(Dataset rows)
** Start **
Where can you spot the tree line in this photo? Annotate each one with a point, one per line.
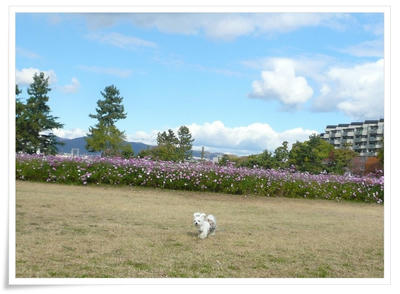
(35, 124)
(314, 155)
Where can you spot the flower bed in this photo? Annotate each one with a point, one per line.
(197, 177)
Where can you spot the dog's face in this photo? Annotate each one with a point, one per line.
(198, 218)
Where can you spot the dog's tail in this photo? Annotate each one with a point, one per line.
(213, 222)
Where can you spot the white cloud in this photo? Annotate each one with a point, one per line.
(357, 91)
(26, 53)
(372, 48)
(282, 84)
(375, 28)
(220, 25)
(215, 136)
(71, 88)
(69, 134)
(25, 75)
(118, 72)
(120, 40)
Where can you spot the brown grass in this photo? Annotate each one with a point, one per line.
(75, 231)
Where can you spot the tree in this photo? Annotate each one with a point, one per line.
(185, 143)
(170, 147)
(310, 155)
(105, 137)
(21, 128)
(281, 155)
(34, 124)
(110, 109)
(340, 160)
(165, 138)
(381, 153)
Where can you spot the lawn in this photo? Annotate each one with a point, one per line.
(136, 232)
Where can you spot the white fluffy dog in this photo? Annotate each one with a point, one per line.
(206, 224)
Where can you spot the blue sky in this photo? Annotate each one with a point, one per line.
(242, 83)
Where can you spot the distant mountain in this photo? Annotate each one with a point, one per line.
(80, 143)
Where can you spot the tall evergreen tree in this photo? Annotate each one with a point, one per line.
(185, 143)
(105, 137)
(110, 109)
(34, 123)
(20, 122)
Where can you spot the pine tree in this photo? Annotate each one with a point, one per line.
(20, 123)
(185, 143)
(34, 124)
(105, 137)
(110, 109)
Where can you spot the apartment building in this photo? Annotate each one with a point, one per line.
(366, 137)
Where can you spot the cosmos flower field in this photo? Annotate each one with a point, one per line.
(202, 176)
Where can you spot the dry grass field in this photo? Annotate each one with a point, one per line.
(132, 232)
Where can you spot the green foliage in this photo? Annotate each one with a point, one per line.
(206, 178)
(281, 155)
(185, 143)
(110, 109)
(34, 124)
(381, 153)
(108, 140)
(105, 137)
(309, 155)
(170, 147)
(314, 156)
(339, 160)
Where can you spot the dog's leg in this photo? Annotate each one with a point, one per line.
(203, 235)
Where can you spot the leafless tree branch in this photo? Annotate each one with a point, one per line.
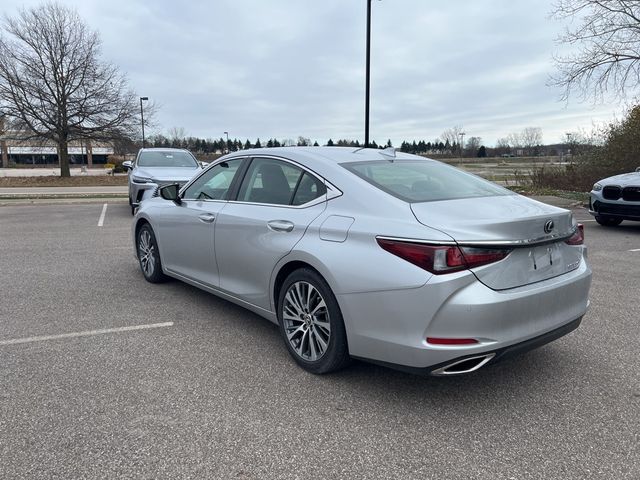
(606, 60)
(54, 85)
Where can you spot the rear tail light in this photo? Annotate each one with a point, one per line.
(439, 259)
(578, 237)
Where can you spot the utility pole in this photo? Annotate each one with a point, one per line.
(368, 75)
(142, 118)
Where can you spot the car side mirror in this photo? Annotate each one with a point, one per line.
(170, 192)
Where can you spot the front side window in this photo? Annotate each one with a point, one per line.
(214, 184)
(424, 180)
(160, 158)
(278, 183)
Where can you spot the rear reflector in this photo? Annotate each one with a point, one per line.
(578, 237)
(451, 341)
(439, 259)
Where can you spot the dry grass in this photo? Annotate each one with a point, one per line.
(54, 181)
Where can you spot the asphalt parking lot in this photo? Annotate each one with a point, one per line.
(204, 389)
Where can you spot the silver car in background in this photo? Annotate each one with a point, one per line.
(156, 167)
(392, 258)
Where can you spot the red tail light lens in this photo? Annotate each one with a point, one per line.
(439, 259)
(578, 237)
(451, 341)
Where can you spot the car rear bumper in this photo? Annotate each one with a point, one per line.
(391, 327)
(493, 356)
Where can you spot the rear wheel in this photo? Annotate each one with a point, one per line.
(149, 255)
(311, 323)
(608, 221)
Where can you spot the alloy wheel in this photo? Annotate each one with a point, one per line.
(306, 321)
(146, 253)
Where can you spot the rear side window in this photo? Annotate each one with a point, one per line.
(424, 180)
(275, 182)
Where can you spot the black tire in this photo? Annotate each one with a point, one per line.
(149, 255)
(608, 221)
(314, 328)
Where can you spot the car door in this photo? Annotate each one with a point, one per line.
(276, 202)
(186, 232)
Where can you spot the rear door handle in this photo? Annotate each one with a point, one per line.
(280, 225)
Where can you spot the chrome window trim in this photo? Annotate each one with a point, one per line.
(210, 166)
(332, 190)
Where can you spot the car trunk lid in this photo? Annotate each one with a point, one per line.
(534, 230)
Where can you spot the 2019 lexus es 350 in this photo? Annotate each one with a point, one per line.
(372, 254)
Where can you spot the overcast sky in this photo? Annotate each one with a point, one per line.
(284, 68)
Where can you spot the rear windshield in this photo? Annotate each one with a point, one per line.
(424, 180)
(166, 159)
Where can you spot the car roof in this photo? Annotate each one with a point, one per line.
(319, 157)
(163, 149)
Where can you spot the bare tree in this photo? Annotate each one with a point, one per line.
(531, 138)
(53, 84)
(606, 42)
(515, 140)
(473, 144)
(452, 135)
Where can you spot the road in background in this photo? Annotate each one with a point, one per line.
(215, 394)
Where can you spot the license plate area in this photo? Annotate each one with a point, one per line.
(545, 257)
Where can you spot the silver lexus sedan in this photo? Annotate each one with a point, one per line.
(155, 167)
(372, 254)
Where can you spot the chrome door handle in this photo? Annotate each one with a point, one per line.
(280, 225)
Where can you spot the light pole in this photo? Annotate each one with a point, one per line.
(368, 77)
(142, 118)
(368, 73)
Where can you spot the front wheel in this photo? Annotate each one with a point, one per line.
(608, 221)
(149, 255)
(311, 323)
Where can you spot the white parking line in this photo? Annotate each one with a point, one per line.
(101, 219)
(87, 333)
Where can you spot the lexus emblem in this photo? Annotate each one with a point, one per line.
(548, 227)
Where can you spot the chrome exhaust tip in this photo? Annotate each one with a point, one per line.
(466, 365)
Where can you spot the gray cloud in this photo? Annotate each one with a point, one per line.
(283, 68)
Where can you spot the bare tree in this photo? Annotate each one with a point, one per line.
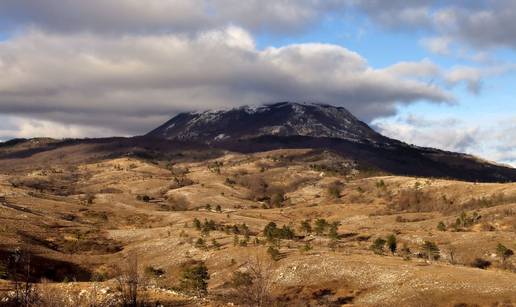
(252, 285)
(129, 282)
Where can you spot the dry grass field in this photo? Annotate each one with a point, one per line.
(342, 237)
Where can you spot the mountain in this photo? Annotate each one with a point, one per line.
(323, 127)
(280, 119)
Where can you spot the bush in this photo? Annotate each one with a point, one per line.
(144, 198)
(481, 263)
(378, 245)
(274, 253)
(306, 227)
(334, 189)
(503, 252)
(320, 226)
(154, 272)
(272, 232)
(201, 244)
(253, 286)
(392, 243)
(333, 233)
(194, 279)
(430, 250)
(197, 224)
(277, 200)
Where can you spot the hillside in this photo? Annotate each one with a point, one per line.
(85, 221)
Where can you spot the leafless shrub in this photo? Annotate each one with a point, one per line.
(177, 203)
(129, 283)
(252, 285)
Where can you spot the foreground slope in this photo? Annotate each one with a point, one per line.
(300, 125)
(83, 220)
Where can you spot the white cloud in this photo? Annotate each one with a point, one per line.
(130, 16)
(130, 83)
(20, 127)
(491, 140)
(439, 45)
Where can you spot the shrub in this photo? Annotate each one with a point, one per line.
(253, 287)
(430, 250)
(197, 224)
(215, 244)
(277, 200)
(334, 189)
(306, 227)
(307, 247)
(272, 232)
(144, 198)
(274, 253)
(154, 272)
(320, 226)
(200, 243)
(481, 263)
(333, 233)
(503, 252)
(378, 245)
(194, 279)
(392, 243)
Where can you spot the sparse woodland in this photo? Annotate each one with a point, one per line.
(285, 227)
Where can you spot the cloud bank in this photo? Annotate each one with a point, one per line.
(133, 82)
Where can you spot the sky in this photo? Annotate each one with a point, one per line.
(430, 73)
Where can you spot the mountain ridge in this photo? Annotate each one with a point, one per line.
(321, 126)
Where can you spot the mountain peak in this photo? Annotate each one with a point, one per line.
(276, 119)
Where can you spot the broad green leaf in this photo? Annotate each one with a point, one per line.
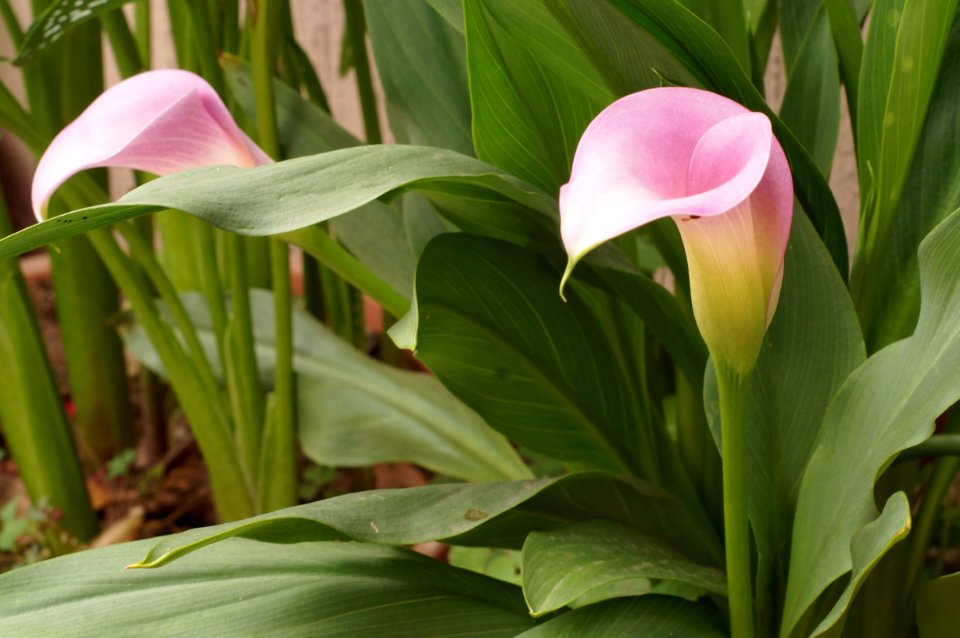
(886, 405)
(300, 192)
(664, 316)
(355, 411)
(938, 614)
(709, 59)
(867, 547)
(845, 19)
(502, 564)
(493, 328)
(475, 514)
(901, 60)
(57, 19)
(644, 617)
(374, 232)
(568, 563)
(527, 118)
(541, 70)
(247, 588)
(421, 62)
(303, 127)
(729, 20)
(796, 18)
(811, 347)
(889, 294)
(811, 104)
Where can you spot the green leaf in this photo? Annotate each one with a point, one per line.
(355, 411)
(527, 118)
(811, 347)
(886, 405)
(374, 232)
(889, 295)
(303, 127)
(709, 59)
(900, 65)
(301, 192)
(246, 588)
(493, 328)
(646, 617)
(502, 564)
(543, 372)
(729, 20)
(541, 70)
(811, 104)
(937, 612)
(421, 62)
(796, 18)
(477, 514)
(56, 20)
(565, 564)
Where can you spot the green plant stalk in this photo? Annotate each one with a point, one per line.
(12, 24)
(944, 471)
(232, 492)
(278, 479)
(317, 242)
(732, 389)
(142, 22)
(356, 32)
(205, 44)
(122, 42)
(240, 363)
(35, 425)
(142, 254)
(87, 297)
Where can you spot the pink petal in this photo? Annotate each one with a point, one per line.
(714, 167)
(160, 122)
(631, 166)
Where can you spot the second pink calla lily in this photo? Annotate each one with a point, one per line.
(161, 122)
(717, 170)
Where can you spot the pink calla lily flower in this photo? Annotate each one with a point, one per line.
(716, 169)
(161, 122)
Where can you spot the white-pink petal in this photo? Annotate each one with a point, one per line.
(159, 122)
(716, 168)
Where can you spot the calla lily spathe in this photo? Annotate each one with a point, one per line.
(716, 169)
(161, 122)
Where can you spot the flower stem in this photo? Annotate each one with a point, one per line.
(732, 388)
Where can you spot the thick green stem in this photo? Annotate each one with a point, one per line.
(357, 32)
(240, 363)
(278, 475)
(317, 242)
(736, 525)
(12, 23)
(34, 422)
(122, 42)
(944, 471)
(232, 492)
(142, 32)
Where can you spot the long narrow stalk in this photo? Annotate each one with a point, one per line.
** End **
### BRIEF
Would you quote, exactly and only, the lines from the one containing "Where can you spot the calla" to the end of the entries?

### FINISHED TASK
Where can you spot the calla lily spathe in this photo? Annotate each one with a point, one per line.
(716, 169)
(161, 122)
Where can you spot the flower stem in this photo? Annotate each one with a point, one per line.
(732, 388)
Where can you spot the thick green stem in this photo? Annotate each one with a point, one per line.
(357, 32)
(240, 363)
(278, 475)
(317, 242)
(736, 525)
(12, 23)
(34, 422)
(122, 42)
(944, 471)
(232, 492)
(142, 32)
Where can you spot the long narrow stalk in this photo? Annotate each one with a point, one per line.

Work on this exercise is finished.